Work to do: Copy out every one of the entries below word for word, omitting the pictures from your answer.

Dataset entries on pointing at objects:
------------------------------
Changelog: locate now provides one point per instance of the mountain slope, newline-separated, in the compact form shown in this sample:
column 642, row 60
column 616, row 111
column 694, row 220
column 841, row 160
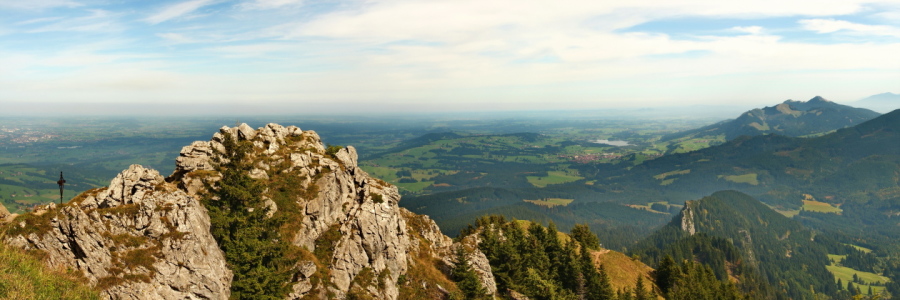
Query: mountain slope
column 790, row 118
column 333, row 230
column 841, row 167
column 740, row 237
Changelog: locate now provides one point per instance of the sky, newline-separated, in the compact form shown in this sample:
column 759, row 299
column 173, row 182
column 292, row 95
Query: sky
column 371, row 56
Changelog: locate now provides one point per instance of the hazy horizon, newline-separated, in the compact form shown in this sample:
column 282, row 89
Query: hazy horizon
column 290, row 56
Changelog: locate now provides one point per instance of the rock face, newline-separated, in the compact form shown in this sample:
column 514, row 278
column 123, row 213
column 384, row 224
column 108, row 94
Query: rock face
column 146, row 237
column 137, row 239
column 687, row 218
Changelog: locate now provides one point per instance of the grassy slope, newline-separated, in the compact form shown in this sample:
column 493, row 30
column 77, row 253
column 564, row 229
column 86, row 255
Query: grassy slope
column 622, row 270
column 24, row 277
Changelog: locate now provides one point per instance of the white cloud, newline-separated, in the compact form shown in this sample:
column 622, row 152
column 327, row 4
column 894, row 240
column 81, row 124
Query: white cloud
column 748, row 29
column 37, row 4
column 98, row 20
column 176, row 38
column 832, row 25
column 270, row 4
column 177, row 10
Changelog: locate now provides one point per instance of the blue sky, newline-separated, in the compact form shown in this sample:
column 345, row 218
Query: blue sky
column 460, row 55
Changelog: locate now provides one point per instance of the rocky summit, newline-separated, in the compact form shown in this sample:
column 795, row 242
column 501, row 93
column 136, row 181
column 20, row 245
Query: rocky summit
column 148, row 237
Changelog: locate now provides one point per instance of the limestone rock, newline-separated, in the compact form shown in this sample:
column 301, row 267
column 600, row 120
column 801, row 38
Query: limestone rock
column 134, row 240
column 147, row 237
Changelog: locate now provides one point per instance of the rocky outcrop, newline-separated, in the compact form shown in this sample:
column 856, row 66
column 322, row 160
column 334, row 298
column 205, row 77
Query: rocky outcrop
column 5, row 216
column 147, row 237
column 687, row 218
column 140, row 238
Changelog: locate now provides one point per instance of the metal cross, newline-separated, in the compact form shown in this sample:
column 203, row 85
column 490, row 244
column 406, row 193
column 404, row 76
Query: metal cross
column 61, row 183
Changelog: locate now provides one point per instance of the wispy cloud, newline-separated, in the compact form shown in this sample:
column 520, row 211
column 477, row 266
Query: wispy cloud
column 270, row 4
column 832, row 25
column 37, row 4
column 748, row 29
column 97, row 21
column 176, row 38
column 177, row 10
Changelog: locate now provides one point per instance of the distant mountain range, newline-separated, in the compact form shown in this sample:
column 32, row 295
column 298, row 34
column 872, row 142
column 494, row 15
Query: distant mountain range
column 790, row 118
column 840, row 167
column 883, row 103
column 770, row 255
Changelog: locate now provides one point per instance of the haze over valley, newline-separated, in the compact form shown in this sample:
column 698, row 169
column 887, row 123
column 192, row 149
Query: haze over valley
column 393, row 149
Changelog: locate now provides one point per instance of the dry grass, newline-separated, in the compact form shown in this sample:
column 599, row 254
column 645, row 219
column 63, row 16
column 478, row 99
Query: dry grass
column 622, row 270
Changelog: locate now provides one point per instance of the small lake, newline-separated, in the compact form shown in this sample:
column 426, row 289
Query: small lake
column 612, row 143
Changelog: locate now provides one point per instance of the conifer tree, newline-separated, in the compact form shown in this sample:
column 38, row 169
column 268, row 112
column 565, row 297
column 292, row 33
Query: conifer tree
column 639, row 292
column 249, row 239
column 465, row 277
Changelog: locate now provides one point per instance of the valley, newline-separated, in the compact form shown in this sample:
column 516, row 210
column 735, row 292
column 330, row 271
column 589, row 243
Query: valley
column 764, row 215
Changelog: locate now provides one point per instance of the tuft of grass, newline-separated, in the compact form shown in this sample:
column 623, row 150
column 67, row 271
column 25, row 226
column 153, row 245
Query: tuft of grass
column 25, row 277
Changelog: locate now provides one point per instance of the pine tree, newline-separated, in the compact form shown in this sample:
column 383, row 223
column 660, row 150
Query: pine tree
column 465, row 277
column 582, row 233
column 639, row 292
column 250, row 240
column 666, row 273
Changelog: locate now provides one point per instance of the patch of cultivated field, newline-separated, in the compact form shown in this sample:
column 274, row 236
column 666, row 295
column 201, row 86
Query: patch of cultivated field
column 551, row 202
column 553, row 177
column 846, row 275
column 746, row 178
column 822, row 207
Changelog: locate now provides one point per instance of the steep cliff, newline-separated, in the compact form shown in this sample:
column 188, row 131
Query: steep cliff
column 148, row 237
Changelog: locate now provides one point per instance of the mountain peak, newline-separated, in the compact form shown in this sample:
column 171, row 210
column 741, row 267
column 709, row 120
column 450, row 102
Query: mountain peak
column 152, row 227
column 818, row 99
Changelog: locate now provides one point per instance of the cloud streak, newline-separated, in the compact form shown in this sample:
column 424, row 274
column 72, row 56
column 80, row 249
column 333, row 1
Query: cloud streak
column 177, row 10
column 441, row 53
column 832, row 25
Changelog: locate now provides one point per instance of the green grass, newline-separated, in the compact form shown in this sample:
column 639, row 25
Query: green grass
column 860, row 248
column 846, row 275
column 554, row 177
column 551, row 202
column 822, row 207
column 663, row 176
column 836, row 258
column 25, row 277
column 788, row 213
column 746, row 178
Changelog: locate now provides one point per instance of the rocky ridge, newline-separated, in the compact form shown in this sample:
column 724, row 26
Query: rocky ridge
------------------------------
In response:
Changelog: locate now provides one point per instance of the mountain slope, newline-separated, in the compact form shown in this sample:
column 642, row 60
column 616, row 111
column 694, row 220
column 841, row 160
Query: mountain slope
column 790, row 118
column 333, row 230
column 841, row 167
column 740, row 237
Changelog: locate now provides one point per instance of the sky, newline-separated, in the compact form shown in this sample:
column 759, row 299
column 173, row 182
column 292, row 95
Query: sky
column 371, row 56
Changelog: locate now provides one point per instance of the hazy horizon, newline-separated, in the compact form shown in this sample:
column 282, row 89
Query: hazy horizon
column 290, row 56
Changelog: locate now provides one point per instance of the rock face, newline-separated, in the compact form shown in this sample:
column 514, row 278
column 123, row 213
column 384, row 224
column 108, row 94
Query: rock face
column 146, row 237
column 137, row 239
column 687, row 218
Changelog: locate now provides one point per instance of the grassy slope, newline-separated, in the compact form shown in this sample:
column 493, row 30
column 77, row 253
column 564, row 229
column 86, row 255
Query: grassy slope
column 622, row 270
column 24, row 277
Changelog: locate now provides one point per instance of the white cloud, newline-separated, in the compact form shown in this sample:
column 622, row 152
column 327, row 4
column 894, row 240
column 81, row 124
Query: white cloud
column 748, row 29
column 37, row 4
column 98, row 20
column 176, row 38
column 832, row 25
column 270, row 4
column 177, row 10
Changelog: locate now provides one point per instance of the blue sky, newline-separated, in the compact form shown in this sample:
column 345, row 218
Query: blue sky
column 460, row 55
Changelog: locate now provides one point per instance of the rocky summit, newline-separated, in the compact form shown in this sample:
column 795, row 242
column 501, row 93
column 136, row 181
column 20, row 245
Query: rocky summit
column 148, row 237
Changelog: locate now provides one point per instance of the limestone rock, newline-separated, in the compact form shown in this sample:
column 301, row 267
column 600, row 120
column 801, row 38
Query: limestone rock
column 134, row 240
column 147, row 237
Changelog: locate now provides one point per instance of the rocky outcrop, newline-separated, in the compact form shown in this sample:
column 856, row 66
column 322, row 160
column 334, row 298
column 205, row 77
Query: rocky outcrop
column 5, row 216
column 147, row 237
column 687, row 218
column 140, row 238
Changelog: locate now provides one point per instance of the metal cross, newline-separated, in the compact form shown in this sample:
column 203, row 85
column 490, row 244
column 406, row 193
column 404, row 76
Query: metal cross
column 61, row 183
Changelog: locate now provides one point per instance of the wispy cloud, newline-separated, in the compact form shown in this sample:
column 520, row 211
column 477, row 266
Query: wispy cloud
column 270, row 4
column 832, row 25
column 37, row 4
column 748, row 29
column 97, row 21
column 176, row 38
column 177, row 10
Changelog: locate now provides one point per instance of the distant mountain range, newline-separated, in the compact form shown in this sample:
column 32, row 295
column 298, row 34
column 872, row 142
column 494, row 15
Query: distant mountain range
column 790, row 118
column 840, row 167
column 883, row 103
column 770, row 255
Changelog: locate now provides one point per instance of the haze over valley, newline-separated, in the compact form shown in this sample:
column 698, row 169
column 887, row 123
column 192, row 149
Query: haze over valley
column 393, row 149
Changelog: locate now provides one point per instance of the dry grass, newline-separated, in the compact form shown in this sample:
column 599, row 254
column 645, row 219
column 63, row 16
column 478, row 99
Query: dry grass
column 622, row 270
Changelog: locate now provides one point per instance of the small lake, newline-separated, in the compact form shown in this sample:
column 426, row 289
Query: small lake
column 612, row 143
Changelog: locate now provides one point per instance of the conifer tree, newline-separated, in the compact form shown in this sample:
column 38, row 169
column 268, row 112
column 565, row 297
column 292, row 33
Query: conifer tree
column 639, row 292
column 249, row 239
column 465, row 277
Changelog: locate now provides one point per instance of the valley, newline-separated, in the compact form shown in this sample:
column 516, row 210
column 735, row 292
column 330, row 271
column 589, row 243
Query: valley
column 764, row 215
Changelog: locate now provides one point per instance of the tuft of grass, newline-separated, in the compact form shown in this sample:
column 623, row 150
column 67, row 271
column 25, row 226
column 153, row 245
Query: tuft of grass
column 25, row 277
Changelog: locate now provides one point per instance of the pine tree, newline-separated, in the compact form shown in this sample:
column 383, row 223
column 660, row 150
Query: pine tree
column 465, row 277
column 582, row 233
column 639, row 292
column 250, row 240
column 666, row 273
Changelog: locate now provides one point per instance of the patch of cultivated field, newline-separated, in the compact form shown in this sample:
column 274, row 236
column 666, row 295
column 201, row 86
Query: patch of cultivated field
column 551, row 202
column 553, row 177
column 846, row 275
column 746, row 178
column 822, row 207
Changelog: locate now provides one point per instance of the steep cliff, newline-separated, in the compact form shown in this sample:
column 188, row 131
Query: steep cliff
column 148, row 237
Changelog: locate now provides one point per instance of the mountain peak, newline-separated, in the compact form shown in this sample:
column 171, row 210
column 741, row 267
column 709, row 120
column 450, row 102
Query: mountain peak
column 152, row 227
column 818, row 99
Changelog: locate now provides one point per instance of the cloud streak, newline-separated, in the compact form shown in this sample:
column 424, row 274
column 72, row 56
column 80, row 249
column 333, row 1
Query: cloud streak
column 177, row 10
column 441, row 53
column 832, row 25
Changelog: locate now provides one point per instance of the green grass, newline-separated, in the compact form shown in this sample:
column 639, row 25
Query: green grass
column 860, row 248
column 846, row 275
column 554, row 177
column 551, row 202
column 822, row 207
column 663, row 176
column 836, row 258
column 25, row 277
column 788, row 213
column 746, row 178
Changelog: locate now provides one point per instance of the rocky ridge, newline-separated, in the compact form shown in this sample:
column 724, row 26
Query: rocky ridge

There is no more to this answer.